**YOUR OBJECTIVE:**
Echo the records below without any change, copying everything from their first line down through the line containing "left=309, top=383, right=528, bottom=696", with both ends included.

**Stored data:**
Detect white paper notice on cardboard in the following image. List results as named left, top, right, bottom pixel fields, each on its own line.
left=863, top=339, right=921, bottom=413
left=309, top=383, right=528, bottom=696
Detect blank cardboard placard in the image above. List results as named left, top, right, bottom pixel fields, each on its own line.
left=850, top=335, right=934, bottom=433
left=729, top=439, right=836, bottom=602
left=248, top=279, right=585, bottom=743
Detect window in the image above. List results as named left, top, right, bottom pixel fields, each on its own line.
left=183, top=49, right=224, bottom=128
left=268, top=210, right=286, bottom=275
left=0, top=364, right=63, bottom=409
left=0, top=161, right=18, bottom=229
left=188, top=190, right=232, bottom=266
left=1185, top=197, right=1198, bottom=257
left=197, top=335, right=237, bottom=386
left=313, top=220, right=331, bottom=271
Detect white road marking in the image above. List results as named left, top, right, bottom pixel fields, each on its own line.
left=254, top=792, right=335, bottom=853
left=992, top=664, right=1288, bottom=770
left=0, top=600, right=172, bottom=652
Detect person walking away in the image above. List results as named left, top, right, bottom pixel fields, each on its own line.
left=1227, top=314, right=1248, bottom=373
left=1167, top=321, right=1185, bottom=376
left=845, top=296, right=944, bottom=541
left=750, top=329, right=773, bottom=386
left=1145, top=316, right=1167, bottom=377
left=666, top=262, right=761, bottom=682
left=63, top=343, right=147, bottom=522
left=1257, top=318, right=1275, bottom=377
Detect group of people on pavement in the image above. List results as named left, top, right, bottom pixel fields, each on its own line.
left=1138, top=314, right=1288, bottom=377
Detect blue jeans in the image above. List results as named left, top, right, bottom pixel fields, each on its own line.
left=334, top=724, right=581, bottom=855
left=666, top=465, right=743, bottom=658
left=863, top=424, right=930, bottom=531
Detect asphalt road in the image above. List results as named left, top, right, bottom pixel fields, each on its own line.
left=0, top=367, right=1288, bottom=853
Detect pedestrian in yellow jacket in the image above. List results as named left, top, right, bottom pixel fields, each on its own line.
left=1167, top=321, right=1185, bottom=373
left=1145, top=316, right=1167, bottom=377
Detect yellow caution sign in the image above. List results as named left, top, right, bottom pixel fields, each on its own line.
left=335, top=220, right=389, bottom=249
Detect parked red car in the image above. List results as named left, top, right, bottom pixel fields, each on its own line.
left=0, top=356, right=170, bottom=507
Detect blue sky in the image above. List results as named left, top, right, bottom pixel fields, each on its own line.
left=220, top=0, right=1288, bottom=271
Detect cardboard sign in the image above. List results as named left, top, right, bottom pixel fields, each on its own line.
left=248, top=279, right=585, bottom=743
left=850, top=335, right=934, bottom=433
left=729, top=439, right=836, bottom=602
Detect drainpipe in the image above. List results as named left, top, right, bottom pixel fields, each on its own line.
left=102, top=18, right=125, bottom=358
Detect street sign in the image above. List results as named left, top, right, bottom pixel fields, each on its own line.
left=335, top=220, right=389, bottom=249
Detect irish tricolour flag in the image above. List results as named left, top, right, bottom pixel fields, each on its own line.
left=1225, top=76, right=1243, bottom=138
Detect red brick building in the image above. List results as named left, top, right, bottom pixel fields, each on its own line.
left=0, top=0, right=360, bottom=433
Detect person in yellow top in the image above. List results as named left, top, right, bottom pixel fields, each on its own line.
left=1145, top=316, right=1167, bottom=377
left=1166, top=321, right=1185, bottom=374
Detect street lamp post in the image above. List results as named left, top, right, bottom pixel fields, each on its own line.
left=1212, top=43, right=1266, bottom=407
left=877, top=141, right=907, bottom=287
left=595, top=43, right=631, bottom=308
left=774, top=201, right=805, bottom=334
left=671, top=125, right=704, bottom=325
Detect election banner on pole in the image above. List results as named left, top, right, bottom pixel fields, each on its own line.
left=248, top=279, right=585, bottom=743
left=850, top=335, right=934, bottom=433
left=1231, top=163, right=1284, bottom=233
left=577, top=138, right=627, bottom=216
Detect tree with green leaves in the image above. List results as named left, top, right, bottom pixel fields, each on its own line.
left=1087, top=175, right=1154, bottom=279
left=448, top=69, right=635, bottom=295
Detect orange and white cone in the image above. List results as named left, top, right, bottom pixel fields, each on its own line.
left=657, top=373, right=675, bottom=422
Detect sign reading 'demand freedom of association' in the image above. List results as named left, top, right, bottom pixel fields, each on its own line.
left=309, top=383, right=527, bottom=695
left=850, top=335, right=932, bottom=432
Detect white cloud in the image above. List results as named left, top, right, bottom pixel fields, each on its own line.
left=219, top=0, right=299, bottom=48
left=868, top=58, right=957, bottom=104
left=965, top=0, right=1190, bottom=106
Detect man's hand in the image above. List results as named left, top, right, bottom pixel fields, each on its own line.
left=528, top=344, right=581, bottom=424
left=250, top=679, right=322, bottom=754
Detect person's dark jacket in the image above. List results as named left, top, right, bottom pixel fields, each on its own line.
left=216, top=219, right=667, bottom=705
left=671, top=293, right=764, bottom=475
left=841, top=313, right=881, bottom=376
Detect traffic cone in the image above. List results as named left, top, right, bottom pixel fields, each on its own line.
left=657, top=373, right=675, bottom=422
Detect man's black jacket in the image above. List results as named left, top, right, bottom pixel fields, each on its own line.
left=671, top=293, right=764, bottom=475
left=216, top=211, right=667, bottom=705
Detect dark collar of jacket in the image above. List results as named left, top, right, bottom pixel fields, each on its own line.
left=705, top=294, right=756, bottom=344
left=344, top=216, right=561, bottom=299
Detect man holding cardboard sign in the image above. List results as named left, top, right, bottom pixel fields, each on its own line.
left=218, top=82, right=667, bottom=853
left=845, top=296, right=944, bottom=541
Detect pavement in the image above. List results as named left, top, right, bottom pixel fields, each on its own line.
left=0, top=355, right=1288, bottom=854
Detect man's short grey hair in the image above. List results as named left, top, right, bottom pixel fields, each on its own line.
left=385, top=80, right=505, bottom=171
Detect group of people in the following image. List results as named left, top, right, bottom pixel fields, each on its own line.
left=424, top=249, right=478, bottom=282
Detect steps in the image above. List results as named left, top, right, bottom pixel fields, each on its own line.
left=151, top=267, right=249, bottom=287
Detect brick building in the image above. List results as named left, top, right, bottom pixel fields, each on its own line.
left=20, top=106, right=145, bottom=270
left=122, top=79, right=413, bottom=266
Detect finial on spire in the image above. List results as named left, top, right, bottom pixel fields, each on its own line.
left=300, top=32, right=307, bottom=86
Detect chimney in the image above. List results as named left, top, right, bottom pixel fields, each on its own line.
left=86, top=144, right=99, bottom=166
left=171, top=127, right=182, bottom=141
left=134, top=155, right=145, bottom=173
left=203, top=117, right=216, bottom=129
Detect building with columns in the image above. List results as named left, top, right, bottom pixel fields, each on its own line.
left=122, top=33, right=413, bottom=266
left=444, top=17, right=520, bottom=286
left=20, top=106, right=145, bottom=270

**SOLUTION FOR THIS EXERCISE:**
Detect white paper notice on cardboard in the following image. List results as named left, top, right, bottom pixel fields, each on its own line.
left=863, top=339, right=921, bottom=413
left=309, top=383, right=528, bottom=696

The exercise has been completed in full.